▶ [Work required]
Repeat the lines of the records below, starting with the line that contains "hillside. Return only the coordinates." and continuing through the last line of the records.

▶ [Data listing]
---+---

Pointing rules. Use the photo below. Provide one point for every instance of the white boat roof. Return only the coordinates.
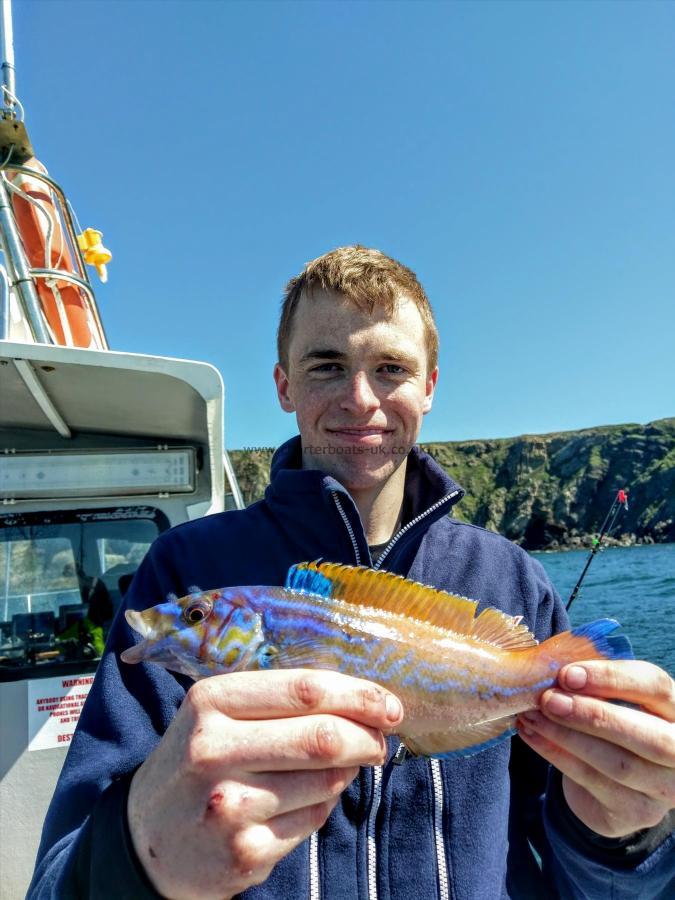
(115, 393)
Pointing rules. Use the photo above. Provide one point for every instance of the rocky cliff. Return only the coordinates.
(551, 490)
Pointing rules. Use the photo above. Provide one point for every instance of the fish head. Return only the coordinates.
(201, 634)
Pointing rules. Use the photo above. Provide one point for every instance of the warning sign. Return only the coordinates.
(54, 706)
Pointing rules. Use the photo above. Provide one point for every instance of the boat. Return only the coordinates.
(100, 451)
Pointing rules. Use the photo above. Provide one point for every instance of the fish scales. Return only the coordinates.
(461, 677)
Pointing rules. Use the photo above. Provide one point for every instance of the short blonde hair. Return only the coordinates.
(368, 279)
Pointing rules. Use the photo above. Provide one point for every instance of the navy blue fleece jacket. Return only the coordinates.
(460, 829)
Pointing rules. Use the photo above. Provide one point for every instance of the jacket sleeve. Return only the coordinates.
(85, 838)
(579, 864)
(586, 865)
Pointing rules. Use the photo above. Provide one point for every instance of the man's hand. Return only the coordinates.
(618, 763)
(251, 765)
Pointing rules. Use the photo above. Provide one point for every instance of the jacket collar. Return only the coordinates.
(309, 495)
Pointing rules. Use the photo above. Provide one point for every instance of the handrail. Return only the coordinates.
(4, 305)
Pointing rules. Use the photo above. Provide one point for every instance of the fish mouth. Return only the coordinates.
(135, 654)
(138, 622)
(145, 649)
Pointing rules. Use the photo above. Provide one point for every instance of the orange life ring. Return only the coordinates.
(65, 306)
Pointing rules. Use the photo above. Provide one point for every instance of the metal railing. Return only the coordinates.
(23, 277)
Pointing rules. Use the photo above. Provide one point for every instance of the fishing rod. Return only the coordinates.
(621, 500)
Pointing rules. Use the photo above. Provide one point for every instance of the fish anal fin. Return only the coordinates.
(502, 630)
(461, 741)
(383, 590)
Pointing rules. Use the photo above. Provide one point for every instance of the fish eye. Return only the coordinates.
(197, 611)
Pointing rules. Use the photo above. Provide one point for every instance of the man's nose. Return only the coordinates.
(360, 396)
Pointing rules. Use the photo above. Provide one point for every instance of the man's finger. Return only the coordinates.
(610, 760)
(262, 796)
(634, 681)
(298, 692)
(305, 742)
(606, 801)
(639, 732)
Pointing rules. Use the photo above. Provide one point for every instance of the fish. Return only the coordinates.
(462, 678)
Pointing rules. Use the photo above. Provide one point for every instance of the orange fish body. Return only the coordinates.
(461, 678)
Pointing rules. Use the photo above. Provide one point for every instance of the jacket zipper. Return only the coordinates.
(314, 885)
(437, 780)
(371, 842)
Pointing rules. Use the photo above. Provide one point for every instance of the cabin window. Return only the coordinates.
(62, 579)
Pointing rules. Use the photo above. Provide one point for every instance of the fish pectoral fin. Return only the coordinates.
(461, 741)
(304, 654)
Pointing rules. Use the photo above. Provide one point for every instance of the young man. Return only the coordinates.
(270, 784)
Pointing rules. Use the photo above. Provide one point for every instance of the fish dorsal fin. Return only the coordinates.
(395, 594)
(502, 630)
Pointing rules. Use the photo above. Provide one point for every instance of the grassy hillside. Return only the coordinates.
(549, 490)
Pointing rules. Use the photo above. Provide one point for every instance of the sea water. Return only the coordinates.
(635, 585)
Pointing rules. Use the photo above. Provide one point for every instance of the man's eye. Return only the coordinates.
(327, 367)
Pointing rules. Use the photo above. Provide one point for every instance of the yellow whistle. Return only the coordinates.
(95, 254)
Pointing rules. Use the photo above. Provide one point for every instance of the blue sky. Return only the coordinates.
(518, 156)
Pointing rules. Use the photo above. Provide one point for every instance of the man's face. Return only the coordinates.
(358, 385)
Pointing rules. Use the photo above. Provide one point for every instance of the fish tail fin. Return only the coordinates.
(592, 641)
(599, 633)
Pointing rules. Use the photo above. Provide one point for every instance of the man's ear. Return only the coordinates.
(281, 381)
(430, 387)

---+---

▶ [Answer to the task]
Pointing rules. Use the photo above. Provide one point for every instance of the grassy hillside. Return only the coordinates.
(549, 490)
Pointing rules. Use the photo above. Provide one point for every instance of the sea water. Return only the coordinates.
(635, 585)
Pointing rules. Use the photo above. Provide one point for every instance of the man's eye. Return only the coordinates.
(327, 367)
Pointing rules. Use the photo above. Provide one point for every instance of the yellow whistle. Return only the coordinates.
(95, 254)
Pointing rules. Use the photo above. Provide one point for every instance of the blue sky. Return only the coordinates.
(518, 156)
Pointing rules. Use the photo above. Provide one point for every instance of the man's face. Return only the coordinates.
(358, 385)
Pointing rules. Use the photo above. Provide one point for every instance of the fish tail fin. Return only the coordinates.
(592, 641)
(599, 633)
Pointing rules. Use the photo above. Provide one point for every instance of the man's ear. Return only the coordinates.
(281, 381)
(430, 387)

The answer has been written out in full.